◆ CONSIGNE ◆
D'après l'extrait, quelle matière Samuel Paty enseignait-il ?

===== EXTRAIT CITÉ

Samuel Paty : et la folie fermenta sur les réseaux sociaux

La rédaction - - Pédagogie & éducation - 331 commentaires

Un professeur d’histoire et géographie de 47 ans, Samuel Paty, a été décapité le 16 octobre à Conflans-Sainte-Honorine (Yvelines) devant le collège Bois d’Aulne, où il exerçait. L’assassin portait sur lui des documents d'identité au nom d’un homme de 18 ans né à Moscou et d’origine tchétchène. Il avait posté sur Twitter une photo de la tête décapitée de l’enseignant. Il a été abattu par la police. Le 5 octobre, Samuel Paty avait discuté devant une classe de 4e des caricatures de Mahomet, après avoir demandé à ses élèves musulmans de quitter la salle s’ils le souhaitaient. Au moins un parent d’élève avait protesté sur les réseaux sociaux.

==========
===== DONNÉES FOURNIES

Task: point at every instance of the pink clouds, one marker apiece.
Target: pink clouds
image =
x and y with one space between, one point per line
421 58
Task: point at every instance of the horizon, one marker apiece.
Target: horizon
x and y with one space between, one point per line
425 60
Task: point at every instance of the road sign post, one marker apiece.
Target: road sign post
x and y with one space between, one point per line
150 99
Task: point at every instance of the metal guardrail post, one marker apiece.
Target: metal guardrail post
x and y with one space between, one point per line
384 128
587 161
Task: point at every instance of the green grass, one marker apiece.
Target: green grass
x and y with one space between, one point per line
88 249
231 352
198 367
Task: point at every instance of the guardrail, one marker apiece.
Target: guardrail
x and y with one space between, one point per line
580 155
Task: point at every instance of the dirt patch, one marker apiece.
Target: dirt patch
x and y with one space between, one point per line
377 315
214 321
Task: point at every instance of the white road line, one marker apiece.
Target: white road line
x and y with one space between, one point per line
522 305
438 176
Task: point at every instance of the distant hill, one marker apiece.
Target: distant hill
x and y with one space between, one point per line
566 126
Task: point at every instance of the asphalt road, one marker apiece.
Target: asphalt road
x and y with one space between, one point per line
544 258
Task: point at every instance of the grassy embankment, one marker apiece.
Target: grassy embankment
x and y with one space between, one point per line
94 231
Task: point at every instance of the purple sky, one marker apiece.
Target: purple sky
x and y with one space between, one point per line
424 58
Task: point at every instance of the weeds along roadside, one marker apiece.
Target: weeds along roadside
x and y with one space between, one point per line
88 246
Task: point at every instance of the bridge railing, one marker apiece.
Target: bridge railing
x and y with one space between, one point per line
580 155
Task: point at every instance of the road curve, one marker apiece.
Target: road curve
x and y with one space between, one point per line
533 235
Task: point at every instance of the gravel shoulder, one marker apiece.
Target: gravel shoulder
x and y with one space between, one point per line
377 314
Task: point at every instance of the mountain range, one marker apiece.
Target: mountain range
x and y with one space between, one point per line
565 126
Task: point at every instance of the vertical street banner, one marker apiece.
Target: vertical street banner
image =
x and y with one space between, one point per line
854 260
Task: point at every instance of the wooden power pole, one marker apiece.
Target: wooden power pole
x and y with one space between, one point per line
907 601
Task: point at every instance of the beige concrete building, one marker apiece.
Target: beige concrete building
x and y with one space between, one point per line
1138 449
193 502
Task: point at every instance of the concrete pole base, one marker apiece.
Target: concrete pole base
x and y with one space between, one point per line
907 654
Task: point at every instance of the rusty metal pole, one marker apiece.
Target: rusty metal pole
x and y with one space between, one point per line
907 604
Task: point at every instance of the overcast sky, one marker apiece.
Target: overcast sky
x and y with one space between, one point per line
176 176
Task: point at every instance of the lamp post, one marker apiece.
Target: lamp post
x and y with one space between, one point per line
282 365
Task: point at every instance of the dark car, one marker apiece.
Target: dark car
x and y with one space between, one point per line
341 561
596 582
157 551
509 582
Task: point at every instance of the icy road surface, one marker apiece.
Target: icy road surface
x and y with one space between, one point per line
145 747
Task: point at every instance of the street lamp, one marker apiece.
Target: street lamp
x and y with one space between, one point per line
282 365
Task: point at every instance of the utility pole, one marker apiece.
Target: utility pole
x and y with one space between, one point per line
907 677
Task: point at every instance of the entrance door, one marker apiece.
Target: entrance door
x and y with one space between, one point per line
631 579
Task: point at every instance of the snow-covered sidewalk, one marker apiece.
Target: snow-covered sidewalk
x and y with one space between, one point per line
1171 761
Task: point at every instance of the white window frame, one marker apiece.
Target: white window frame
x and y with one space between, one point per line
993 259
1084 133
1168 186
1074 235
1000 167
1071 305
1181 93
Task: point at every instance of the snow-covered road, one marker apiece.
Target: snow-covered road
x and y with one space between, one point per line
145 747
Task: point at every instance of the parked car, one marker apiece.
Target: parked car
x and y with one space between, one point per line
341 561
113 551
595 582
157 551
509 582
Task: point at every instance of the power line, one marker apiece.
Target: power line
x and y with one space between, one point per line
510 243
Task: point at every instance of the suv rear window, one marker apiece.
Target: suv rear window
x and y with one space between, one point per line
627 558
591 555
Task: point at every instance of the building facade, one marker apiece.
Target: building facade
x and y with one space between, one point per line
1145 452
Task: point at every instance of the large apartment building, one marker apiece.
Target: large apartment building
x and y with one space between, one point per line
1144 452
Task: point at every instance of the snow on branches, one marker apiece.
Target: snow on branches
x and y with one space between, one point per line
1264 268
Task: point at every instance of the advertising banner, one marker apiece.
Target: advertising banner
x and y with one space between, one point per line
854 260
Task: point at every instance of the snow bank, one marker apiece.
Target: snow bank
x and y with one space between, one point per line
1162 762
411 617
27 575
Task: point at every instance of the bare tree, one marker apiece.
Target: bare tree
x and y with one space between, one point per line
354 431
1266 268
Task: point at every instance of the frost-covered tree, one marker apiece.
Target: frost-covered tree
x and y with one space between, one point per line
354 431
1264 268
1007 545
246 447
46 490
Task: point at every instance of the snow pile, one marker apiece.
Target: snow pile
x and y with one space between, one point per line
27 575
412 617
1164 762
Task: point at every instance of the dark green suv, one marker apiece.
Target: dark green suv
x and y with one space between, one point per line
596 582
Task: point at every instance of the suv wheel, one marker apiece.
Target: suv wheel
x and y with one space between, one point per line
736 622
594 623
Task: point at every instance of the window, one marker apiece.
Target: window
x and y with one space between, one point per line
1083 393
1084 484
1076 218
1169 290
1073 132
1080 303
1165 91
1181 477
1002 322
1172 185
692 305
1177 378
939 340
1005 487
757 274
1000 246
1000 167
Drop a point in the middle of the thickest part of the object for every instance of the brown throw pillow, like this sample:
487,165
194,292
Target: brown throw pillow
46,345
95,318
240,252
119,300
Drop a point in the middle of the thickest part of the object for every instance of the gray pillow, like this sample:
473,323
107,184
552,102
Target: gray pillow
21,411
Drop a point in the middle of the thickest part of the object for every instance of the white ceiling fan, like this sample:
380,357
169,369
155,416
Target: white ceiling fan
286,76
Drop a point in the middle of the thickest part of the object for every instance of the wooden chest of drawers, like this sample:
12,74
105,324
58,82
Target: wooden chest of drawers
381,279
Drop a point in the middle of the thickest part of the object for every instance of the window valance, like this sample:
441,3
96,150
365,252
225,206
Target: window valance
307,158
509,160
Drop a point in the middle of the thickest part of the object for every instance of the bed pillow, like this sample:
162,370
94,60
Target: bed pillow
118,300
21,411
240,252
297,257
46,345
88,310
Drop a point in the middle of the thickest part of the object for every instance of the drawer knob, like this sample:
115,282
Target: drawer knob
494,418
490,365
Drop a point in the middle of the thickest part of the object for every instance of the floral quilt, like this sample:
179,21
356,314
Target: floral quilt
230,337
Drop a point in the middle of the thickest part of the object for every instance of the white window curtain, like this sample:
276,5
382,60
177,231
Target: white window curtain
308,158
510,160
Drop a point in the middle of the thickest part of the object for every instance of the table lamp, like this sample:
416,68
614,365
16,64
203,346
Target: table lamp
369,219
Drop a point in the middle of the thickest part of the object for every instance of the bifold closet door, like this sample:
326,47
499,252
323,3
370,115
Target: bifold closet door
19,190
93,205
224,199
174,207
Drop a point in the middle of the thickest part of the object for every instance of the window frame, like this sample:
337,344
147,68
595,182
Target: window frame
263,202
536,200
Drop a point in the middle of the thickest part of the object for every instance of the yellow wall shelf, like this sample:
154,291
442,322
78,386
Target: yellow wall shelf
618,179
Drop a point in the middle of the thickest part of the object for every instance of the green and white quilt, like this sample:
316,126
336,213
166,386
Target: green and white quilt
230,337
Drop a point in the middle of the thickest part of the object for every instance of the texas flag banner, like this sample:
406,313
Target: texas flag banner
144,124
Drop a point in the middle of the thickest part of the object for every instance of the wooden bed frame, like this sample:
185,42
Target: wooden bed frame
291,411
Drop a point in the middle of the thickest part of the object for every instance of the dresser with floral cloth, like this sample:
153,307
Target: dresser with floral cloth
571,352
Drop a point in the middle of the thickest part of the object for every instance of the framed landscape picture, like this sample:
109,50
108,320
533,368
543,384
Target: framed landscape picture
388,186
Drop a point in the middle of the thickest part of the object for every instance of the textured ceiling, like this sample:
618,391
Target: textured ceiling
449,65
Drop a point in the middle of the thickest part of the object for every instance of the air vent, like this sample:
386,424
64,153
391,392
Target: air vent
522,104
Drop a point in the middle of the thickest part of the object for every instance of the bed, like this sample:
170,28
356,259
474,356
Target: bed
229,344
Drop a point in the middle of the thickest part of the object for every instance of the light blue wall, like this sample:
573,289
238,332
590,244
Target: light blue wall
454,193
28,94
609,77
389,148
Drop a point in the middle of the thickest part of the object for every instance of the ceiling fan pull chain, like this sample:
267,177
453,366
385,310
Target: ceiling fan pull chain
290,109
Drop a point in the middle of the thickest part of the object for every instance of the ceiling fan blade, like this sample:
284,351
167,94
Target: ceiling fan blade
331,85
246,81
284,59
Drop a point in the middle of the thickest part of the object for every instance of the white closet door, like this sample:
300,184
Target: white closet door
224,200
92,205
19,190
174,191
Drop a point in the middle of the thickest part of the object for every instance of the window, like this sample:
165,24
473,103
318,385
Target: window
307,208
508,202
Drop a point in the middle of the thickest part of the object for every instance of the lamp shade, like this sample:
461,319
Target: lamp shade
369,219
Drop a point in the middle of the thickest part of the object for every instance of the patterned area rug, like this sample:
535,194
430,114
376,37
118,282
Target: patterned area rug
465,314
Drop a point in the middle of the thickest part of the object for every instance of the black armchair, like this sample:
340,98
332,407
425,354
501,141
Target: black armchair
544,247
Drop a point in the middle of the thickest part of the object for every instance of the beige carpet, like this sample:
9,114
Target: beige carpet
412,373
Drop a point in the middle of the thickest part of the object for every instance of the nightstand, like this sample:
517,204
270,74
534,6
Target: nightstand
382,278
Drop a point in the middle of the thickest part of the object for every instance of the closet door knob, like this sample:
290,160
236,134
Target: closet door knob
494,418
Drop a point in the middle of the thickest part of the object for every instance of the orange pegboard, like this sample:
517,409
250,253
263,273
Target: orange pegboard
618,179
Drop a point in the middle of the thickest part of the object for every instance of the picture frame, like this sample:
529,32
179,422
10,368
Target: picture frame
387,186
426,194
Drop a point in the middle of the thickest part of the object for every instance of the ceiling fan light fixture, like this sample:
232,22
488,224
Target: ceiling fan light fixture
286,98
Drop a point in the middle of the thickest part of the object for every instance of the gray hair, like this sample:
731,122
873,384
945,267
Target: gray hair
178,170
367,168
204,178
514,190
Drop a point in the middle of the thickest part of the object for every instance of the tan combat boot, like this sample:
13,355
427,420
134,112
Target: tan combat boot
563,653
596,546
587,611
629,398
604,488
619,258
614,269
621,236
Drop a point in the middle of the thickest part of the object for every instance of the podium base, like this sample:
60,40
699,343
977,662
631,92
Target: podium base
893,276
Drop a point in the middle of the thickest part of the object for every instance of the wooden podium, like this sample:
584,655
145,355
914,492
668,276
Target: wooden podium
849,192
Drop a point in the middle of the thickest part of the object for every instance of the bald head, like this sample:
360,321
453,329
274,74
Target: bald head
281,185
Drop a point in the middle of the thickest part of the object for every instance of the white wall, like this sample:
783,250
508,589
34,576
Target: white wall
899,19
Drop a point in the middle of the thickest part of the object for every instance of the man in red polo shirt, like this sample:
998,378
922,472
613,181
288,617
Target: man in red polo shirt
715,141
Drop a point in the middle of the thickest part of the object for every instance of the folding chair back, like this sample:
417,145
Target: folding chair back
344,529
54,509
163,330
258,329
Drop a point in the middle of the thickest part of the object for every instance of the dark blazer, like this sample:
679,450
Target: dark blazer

==========

◆ CORRIGÉ ◆
L'histoire et la géographie.